#### [EXCERPT PROVIDED]
╔══
Increase font size Decrease font size Reset font size

A DISCONTINUED MODEL

By Salwat Ali 2018-01-21
Today when the flow of ideas and people with varied backgrounds and experiences have become a consistent driver of innovation and creativity in the arts, the history of modern art of great nations is a history of migration, transnational exchange and global turmoil. The book of art Ruskin talks about now goes beyond national parameters to include global flux, exchange and cultural variability.

This mutability and cross-cultural ethos underscored the IFA Institut für Auslandsbeziehungen touring exhibition Artspace Germany shown at the VM Art Gallery. The show comprised works by 14 artists who have lived and worked in Germany but who were born in the Netherlands, England, Switzerland, Turkey, the US, Czechoslovakia, Denmark, Belgium, Australia, Korea, Italy and Poland. This is the first IFA exhibition in a transnational form and portrays Germany as a `space of art` attracting and nurturing cultural diversity and new directions in art. Today German art is defined not just by German artists but also by those who immigrated to the country. The selected artists belong to the first generation of immigrants who voluntarily decided to live in Germany. They taught at German art institutions and put their stamp on the creative life, together with their German colleagues.

The diverse selection on display includes paintings, sculptures, photographs and installation art by Armando, Tony Cragg,Marianne Eigenheer, Ayse Erkmen, Christine Hill, Magdalena Jetelova, Per Kirkeby, Joseph Kosuth, Marie-Jo Lafontaine, Simone Mangos, Nam June Paik, Giuseppe Spagnulo, Wawrzynice Tokarski and Herman de Vries.

One of the world`s foremost sculptors Cragg (Sir Anthony Douglas Cragg) is British. He moved to Germany in 1977. Constantly exploring new relations between people and the material world, the artist says, `I see a material or an object as having a balloon of information around it.` His laminated plastic sculpture, `Flotsam` a fluid mass of globular organic shapes, answers to this description. In the 1980s, Cragg became acclaimed for sculptures of found objects, fragments of furniture, household items of different materials, plastic toys, etc.

which were often chosen for their colour and which, laid out on the floor or fixed to a wall, together created and portrayed forms recognisable from everyday life. The wall installation `More And More And More` is the case in point.

A black-and-white painting titled `Flag` by the Dutch artist Armando, who lives in Berlin and Amsterdam, references the German occupation of the Netherlands. His childhood memories of the Nazi transition camps, the suffering of the victims and the cruelty of the Nazi camp guards near his home in Amersfoort, scarred him for the rest of his life.

One of the great masters of Italian sculpture, a formally-trained ceramicist,Spagnulo was a professor at the State Academy of Fine Arts Stuttgart from 1987-2000. He created large-scale abstract sculptures that explore industrial processes and reflect the experience of the foundry, the steel mill and blast furnaces, literally bearing traces of the danger and vigorous labour that went into their production. His sculpture `Cerchio Spezzato` a twisted steel band, typifies restrained strength.
╚══
#### [TO BE DONE]
Carry on the review of the Artspace Germany exhibition from its final sentence, in the same style.

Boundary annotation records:
╔══
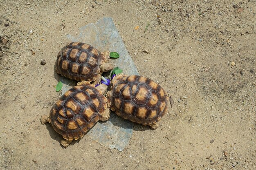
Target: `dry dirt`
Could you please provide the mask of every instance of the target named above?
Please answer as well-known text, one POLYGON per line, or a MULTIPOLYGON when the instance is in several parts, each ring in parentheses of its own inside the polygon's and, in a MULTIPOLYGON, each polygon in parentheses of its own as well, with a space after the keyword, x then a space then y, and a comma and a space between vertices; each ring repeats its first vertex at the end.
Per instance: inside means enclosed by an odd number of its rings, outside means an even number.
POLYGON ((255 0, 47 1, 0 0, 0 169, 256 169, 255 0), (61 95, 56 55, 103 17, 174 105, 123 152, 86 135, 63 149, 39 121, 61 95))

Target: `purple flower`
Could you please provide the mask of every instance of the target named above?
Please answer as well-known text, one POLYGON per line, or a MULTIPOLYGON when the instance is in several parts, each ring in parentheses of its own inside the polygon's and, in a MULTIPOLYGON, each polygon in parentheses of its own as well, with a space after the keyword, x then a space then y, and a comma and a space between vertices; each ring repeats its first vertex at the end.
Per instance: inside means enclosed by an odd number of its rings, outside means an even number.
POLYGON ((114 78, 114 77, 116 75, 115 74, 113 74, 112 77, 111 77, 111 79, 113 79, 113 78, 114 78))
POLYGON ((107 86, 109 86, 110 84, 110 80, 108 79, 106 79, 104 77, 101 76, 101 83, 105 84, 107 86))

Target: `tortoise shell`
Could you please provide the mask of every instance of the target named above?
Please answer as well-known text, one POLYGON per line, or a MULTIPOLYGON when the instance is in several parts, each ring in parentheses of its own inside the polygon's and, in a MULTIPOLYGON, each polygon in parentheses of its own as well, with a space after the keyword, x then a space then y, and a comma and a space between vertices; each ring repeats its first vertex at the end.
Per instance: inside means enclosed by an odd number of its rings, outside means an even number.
╚══
#### [ANSWER TO THIS EXERCISE]
No artist has had a greater influence in imagining and realising the artistic potential of video and television than Paik, a Korean American who moved to Germany and became a member of the Fluxus Movement in 1962. His vast array of installations, videotapes, global television productions, films and performances, has reshaped our perceptions of the temporal image in contemporary art. The exhibit `Candle TV` establishes the ironic interplay between nature and technology that runs through all of Paik`s work while the internet dweller, created out of antique television sets, laser disc player, Polaroid and surveillance cameras, presages the internet age.

The artefact `Here And There` by the Turkish artist Erkmen, who lives in Istanbul and Berlin, consists of 16 trapezoid metal bodies formerly parts of old cars of different colours. They can be scattered here and there, as the title of the artwork suggests, or be harmoniously arranged into an attractive arc.

Berlin-based South African Breitz`s video installations explore media stereotypes to address the way identities are created and performed. Her dual channel video `Factum Kang`, portraying identical twins reflect her concern with the instability of identity in an age of flux.

Star-studded and diverse this mega exhibition embodying the strengths of contemporary art, globalisation, urbanism, technology, identity issues and migration illustrates the internationalising of German art scape.

Here one wonders, how can art history be written by focusing on exchange and cultural changeability and not drawing on national parameters? The answer lies in curator Ursula Zellar`s catalogue essays, National culture a discontinued model? `National culture is under pressure to change and wanderers between the cultures that define the transition towards eclecticism and coexistence on which this show stands,` she writes.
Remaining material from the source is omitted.